● **REQUIRED WORK**
The whole listing below should be retyped exactly, without any images.

*** Opening of DATA PROVIDED ***

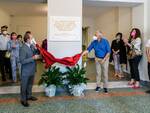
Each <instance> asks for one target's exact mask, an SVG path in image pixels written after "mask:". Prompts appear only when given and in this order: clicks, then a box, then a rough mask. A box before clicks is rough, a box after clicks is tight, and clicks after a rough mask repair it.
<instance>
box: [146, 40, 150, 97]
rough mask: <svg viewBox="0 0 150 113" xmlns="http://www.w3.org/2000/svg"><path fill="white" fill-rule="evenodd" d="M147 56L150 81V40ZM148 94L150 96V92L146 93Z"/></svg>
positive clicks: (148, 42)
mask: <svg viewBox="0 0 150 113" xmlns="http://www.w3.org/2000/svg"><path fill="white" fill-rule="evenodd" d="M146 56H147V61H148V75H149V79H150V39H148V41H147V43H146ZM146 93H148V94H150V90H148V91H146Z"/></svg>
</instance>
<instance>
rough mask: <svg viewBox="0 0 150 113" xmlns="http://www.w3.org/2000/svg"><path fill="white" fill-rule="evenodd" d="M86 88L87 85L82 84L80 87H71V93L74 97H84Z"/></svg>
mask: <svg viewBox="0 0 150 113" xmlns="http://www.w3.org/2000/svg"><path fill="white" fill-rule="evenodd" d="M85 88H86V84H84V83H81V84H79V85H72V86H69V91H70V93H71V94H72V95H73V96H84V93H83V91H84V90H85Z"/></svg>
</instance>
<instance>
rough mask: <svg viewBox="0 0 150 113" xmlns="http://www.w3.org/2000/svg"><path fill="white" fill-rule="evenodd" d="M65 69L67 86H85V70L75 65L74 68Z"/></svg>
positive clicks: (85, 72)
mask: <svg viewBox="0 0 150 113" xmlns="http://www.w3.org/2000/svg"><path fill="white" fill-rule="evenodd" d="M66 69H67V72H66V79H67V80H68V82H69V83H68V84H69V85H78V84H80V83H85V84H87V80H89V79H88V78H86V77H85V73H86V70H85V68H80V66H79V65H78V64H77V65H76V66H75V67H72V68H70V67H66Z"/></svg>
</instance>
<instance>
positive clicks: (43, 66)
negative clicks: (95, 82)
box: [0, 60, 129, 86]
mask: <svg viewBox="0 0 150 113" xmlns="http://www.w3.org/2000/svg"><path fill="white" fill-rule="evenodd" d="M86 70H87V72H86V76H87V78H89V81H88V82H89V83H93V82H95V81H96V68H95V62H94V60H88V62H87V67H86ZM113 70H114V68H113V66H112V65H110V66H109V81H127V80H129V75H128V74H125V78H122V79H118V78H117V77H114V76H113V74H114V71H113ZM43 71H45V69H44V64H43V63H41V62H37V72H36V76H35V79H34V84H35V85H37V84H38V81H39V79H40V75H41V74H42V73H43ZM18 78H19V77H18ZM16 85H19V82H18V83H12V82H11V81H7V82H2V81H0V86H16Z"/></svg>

*** Close of DATA PROVIDED ***

● **ANSWER BOX**
Each <instance> asks for one target's exact mask, an SVG path in image pixels written after "mask:". Prompts appear only when given and in this order: clicks, then a box, then a rough mask. A box before clicks is rough, a box after clicks is tight, and clicks after a rough mask repair it.
<instance>
box: [146, 40, 150, 97]
rough mask: <svg viewBox="0 0 150 113" xmlns="http://www.w3.org/2000/svg"><path fill="white" fill-rule="evenodd" d="M147 56L150 81V40ZM148 94L150 96V92L146 93Z"/></svg>
positive clicks: (148, 42)
mask: <svg viewBox="0 0 150 113" xmlns="http://www.w3.org/2000/svg"><path fill="white" fill-rule="evenodd" d="M146 56H147V61H148V75H149V79H150V39H148V41H147V43H146ZM146 93H148V94H150V90H148V91H146Z"/></svg>
</instance>
<instance>
rough mask: <svg viewBox="0 0 150 113" xmlns="http://www.w3.org/2000/svg"><path fill="white" fill-rule="evenodd" d="M86 88L87 85L82 84L80 87H71V93L74 97H84Z"/></svg>
mask: <svg viewBox="0 0 150 113" xmlns="http://www.w3.org/2000/svg"><path fill="white" fill-rule="evenodd" d="M85 88H86V84H84V83H81V84H79V85H72V86H69V91H70V93H71V94H72V95H73V96H84V93H83V91H84V90H85Z"/></svg>
</instance>
<instance>
rough mask: <svg viewBox="0 0 150 113" xmlns="http://www.w3.org/2000/svg"><path fill="white" fill-rule="evenodd" d="M65 69L67 86H85V70L75 65L74 68Z"/></svg>
positive clicks: (85, 72)
mask: <svg viewBox="0 0 150 113" xmlns="http://www.w3.org/2000/svg"><path fill="white" fill-rule="evenodd" d="M66 69H67V72H66V79H67V80H68V82H69V83H68V84H69V85H78V84H80V83H85V84H87V80H89V79H88V78H86V77H85V73H86V70H85V68H80V66H79V65H78V64H77V65H76V66H75V67H72V68H70V67H66Z"/></svg>
</instance>
<instance>
positive clicks: (43, 66)
negative clicks: (95, 82)
box: [0, 60, 129, 86]
mask: <svg viewBox="0 0 150 113" xmlns="http://www.w3.org/2000/svg"><path fill="white" fill-rule="evenodd" d="M86 70H87V72H86V76H87V78H89V81H88V82H89V83H93V82H95V81H96V68H95V62H94V60H88V62H87V67H86ZM113 70H114V68H113V66H112V65H110V66H109V81H127V80H129V75H128V74H125V78H122V79H118V78H117V77H114V76H113V74H114V71H113ZM43 71H45V69H44V64H43V63H41V62H37V72H36V76H35V79H34V84H35V85H37V84H38V81H39V79H40V75H41V74H42V73H43ZM18 78H19V77H18ZM16 85H19V82H18V83H12V82H11V81H7V82H2V81H0V86H16Z"/></svg>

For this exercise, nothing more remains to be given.